Rewrite the listing below, changing each occurrence of "SHOULD" to "MUST" and leaving everything else as it is.

(Object location annotation data)
· · · · · · ·

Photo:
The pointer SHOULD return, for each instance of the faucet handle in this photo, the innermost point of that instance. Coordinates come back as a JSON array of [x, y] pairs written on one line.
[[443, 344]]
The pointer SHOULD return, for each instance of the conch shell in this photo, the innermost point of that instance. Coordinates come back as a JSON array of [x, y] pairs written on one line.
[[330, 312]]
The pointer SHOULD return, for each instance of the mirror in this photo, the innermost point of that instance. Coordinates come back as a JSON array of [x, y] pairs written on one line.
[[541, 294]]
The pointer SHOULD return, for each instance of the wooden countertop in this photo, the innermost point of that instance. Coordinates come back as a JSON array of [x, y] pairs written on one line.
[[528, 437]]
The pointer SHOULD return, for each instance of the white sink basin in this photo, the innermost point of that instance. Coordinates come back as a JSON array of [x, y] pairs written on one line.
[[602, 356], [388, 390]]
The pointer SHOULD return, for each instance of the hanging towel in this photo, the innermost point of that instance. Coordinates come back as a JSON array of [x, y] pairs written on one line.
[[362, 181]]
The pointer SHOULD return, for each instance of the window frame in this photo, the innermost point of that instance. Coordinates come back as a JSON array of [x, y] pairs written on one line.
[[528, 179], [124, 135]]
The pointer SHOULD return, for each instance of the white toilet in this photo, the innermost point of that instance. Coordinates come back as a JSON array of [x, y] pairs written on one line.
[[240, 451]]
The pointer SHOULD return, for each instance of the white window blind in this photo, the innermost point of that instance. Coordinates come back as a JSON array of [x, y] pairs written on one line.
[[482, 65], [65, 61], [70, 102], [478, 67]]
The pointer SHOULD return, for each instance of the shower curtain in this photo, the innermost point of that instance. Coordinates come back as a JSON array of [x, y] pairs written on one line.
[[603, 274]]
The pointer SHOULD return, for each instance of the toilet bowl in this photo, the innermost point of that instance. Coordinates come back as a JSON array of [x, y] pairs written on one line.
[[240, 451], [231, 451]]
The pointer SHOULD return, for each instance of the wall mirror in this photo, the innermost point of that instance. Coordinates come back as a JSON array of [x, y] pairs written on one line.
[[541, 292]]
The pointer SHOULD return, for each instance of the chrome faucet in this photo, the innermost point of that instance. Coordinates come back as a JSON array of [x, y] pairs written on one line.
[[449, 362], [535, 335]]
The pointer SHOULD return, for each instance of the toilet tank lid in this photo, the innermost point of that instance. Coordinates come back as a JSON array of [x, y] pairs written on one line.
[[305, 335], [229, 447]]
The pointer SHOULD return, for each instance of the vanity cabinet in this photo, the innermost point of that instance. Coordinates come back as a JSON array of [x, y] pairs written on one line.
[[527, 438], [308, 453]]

· · · · · · ·

FINISHED TASK ▸
Photo:
The pointer MUST return, for each instance of the faucet handle in this photo, the innermost point of that instance. Coordinates come back as a JSON array of [x, y] pairs written on one line.
[[443, 344]]
The pointer MUST return, for each instance of the conch shell in this photo, the innermost point of that instance. Coordinates come back as a JSON array of [x, y] pairs written on one line.
[[330, 312]]
The pointer MUST return, for each instance of the mirror in this photo, the innermost point of that instance. Coordinates come back as a JSON array of [x, y] pairs written on one line.
[[541, 294]]
The pointer MUST return, for each instance of the wooden countertop in this photo, the innermost point of that instance. Coordinates come back as a JSON array of [x, y] pairs written on one line.
[[528, 437]]
The pointer MUST return, for each instance of the white sink basin in this photo, the innermost point of that instance. Coordinates come back as a JSON array of [x, y] pairs written on one line.
[[602, 356], [388, 390]]
The pointer MUST return, for each instance of the hanging towel in this photo, the innermost point of that instance. Coordinates come back as a JSON array of [x, y] pairs written on one line.
[[362, 181]]
The pointer MUST return, for each instance of the window frame in this photo, the innermost point of that instance. Coordinates come back as a JSON array of [x, y] pairs written on one line.
[[528, 179], [124, 135]]
The pointer MUST return, for each instance of the white toilet in this photo, the innermost point of that instance. Coordinates come back as a JSON array of [x, y] pairs written on one line.
[[240, 451]]
The pointer MUST return, for each instance of the white window blind in this photo, the innermost point of that instance. Coordinates come back as a JSON array of [x, y] pairs written on one line.
[[482, 65], [65, 61], [70, 102], [478, 67]]
The pointer MUST return, for each instance of the shower curtain in this photo, the innermost point of that instance. Coordinates come back as a JSON array of [x, y] pairs written on one line.
[[603, 274]]
The pointer MUST return, for each instance of the toilet bowl in this photo, the innermost point of that instance. Coordinates come back as a JSON array of [x, y] pairs written on one line.
[[240, 451], [231, 451]]
The pointer MUST return, for each instance of the wall mirror in this photo, the innermost point of that instance. Coordinates come back as a JSON array of [x, y] pairs written on one line.
[[541, 292]]
The pointer MUST return, for each instance of the chrome faucet in this photo, the innermost point of that instance. Coordinates come back as a JSON array of [x, y] pairs written on one line.
[[449, 362], [535, 335]]
The pointer MUST return, for each instance of the toilet tank lid in this photo, the innermost point of that instance. Coordinates come back as a JSON array of [x, y] pairs written on one line.
[[305, 335], [229, 447]]
The pointer MUST return, for each instance of the vanity cabinet in this photo, the innermost point of that instance. Coordinates come back as a JSON array of [x, y] pairs written on one line.
[[527, 438], [308, 453]]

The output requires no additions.